▸ Passage

#####

Woo! All done! We can see all the way up to the recent 2020 Grand Final have we been able to calculate the ELO rating. 

Before we call it a day let's make a crude visualisation of all the team's ELO rating changes over time.

In [14]:

import plotly.graph_objects as go
fig = px.line(matches, x=matches.index, y="home_team_current_rating", color = "home_team")
fig.update_layout(title = 'AFL Elo Ratings',
                  xaxis_title = 'Index',
                  yaxis_title = "ELO Rating",
                  legend = {"title": "Team"})
fig

How great! We can already see some of the great football dynasties being represented in their ELO rating. We can also see the fall of Fitzroy :(. 

This also highlights an error in the dataset where North Melbourne are called the Kangaroos for a little while but this can be solved in other pre-processing projects. 

Additionally, I don't think the formulas need to be tweaked much at all at this stage as all the teams successfully stay within the 1000 & 2000 limits we wanted to impose. 

### Final Thoughts
This will work for the time being but I think the rating should also be influenced by the final scoreline. If a team wins by a larger margin they should be rewarded with some more points. This will obviously make it worse for teams who perform poorly but make it better when they almost beat a team much better than them. For example if the bottom of the ladder loses to first by 50 points that is expected and they should lose their points as normal however, if they only lose by 1 then thats a superb effort and they should be rewarded with losing a lot less points. 

In [112]:
mask = matches['round'] == "Grand Final"
grand_final_ratings = pd.concat([matches.loc[mask, 'home_team_current_rating'], matches.loc[mask, 'away_team_current_rating']])

#####

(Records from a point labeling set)
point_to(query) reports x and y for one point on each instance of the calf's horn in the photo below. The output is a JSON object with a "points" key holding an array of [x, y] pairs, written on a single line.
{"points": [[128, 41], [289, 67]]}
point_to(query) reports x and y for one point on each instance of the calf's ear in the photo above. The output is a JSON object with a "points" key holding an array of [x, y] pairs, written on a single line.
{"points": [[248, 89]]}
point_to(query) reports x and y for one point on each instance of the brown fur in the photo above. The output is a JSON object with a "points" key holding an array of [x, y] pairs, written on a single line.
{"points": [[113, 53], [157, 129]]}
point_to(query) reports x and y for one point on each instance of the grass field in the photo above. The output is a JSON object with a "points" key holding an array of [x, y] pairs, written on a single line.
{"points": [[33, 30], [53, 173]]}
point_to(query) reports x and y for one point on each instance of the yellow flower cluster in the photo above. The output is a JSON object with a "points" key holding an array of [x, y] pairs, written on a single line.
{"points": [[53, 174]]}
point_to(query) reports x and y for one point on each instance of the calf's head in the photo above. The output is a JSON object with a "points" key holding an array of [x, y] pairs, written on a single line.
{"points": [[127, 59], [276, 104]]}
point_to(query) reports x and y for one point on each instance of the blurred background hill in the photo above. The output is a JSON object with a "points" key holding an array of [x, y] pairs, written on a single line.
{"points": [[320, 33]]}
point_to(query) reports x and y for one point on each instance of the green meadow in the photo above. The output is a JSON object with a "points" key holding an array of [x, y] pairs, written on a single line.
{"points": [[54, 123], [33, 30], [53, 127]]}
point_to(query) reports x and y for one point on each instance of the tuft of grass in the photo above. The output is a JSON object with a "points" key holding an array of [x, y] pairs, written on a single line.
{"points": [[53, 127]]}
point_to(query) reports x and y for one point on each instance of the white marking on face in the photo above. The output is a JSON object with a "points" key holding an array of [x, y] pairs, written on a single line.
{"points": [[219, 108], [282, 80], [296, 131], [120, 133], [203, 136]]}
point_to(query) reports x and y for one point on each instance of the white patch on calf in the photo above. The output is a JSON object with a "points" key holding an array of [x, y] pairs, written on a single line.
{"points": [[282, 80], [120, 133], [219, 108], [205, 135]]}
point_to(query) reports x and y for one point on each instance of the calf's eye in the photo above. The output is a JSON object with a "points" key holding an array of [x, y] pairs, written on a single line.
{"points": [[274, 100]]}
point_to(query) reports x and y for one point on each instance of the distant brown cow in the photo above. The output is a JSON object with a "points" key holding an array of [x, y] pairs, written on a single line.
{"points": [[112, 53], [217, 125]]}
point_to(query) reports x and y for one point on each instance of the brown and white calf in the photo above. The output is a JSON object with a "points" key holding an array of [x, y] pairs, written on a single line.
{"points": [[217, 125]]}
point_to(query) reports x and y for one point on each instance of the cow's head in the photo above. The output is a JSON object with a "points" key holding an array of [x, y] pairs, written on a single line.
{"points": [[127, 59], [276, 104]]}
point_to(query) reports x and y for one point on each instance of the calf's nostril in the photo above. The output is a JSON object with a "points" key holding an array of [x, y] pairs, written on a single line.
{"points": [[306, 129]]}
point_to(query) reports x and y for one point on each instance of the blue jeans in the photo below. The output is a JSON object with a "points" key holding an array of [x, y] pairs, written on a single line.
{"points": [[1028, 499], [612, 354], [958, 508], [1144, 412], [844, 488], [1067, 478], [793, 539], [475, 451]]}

#####

▸ Your goal
Write the next part of the AFL Elo ratings walkthrough, picking up right after its last line of code.

▸ Answer to the problem
fig2 = px.box(grand_final_ratings)
fig2.update_layout(
    title = "Distribution of Grand Final Team ELO Ratings",
    xaxis_title = None,
    yaxis_title = "ELO Rating"
)
fig2.layout.xaxis.update(showticklabels=False)
fig2

In [129]:
# The lowest ELO rating to make a grand final
mask = ((matches.home_team_current_rating == grand_final_ratings.min()) | (matches.away_team_current_rating == grand_final_ratings.min())) & (matches['round'] == "Grand Final")
matches.loc[mask, ['year', 'home_team', 'away_team', 'winner', 'home_team_current_rating', 'away_team_current_rating']]

Unnamed: 0,year,home_team,away_team,winner,home_team_current_rating,away_team_current_rating
1297,1913,Fitzroy,St Kilda,Fitzroy,1595,1434


In [18]:
import plotly.graph_objects as go
fig = px.line(matches, x=matches.index, y="home_team_current_rating", 
              color = "home_team", hover_data=["home_team", "home_team_current_rating", "year", "round"])
fig.update_layout(title = 'AFL Elo Ratings',
                  xaxis_title = 'Index',
                  yaxis_title = "ELO Rating",
                  legend = {"title": "Team"})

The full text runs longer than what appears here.